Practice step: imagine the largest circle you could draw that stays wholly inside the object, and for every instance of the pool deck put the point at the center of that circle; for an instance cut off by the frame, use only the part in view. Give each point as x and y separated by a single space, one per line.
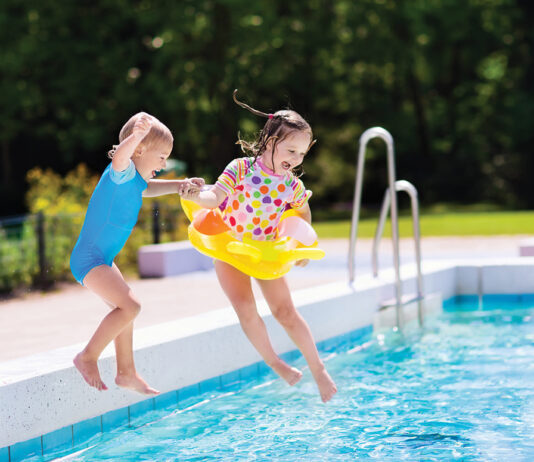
39 322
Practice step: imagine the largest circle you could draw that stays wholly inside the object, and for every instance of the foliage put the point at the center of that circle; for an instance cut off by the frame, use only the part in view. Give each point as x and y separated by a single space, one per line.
452 80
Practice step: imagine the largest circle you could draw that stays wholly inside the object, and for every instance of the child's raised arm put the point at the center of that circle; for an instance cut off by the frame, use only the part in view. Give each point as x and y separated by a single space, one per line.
208 198
125 150
162 187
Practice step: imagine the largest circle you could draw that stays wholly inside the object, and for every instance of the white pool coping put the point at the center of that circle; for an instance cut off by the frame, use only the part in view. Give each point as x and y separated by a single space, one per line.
43 392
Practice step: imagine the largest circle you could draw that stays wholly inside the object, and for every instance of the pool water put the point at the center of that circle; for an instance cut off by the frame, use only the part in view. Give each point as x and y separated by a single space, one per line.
462 388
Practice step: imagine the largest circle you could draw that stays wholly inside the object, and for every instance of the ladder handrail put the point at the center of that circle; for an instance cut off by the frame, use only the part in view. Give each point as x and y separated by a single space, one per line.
367 135
409 188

◇ ◇ ◇ ◇ ◇ ◇ ◇

**The problem**
Strip the images and reproduce the remaining records precisely.

**Answer to this exercise**
Practice step: imagine the largest circle you could draw that stays wholly inside the object, and for every instance of the pool deck put the point at the center of that circle; for an instance cut off by the frame, use only the part in view. Give each point as x and y separated by a single space, one per line.
39 322
Practice step: imagine the largest circle you could draw that stays wholly inside the object, and for every instance of the foliage put the point at the center of that circle; for an instance cut off by the frame, use only the part in view. Give each point as x and y separated by a single space, one per line.
452 80
Practice step: imagine the largest circle you could draw that stays wholly inside the object, and for every instance of the child's raised arm put the point at the center of that circle; for an instance cut off by the frame, use only the part in view. Give each point as x and y separated by a single space, one per line.
208 198
125 150
162 187
Practice step: imagine the largest circle you could draw that stays wholly inside the object, and for every instance of the white pool coping put the point at the center of that circle; for an instance cut off by the frame, use only the part in view. Give each point as x and y separated by a single space, one per line.
43 392
Practice step: imagine the largest circle you could draw that stays wholly inside the object, and for every instance of the pool water put the point at the center of that circle; for an instance cut off by the frame, use only the part in view. Give each point as x and y separated by a single space, one per line.
462 388
Practice step: imagine the largest circle you could draw that stays wholly inside the object, and for every instance of the ladder handrail put the point at the center of that circle; for an instance cut off by the frame, use only the part in view. Give each point as x and y separated by a single space, one per line.
367 135
409 188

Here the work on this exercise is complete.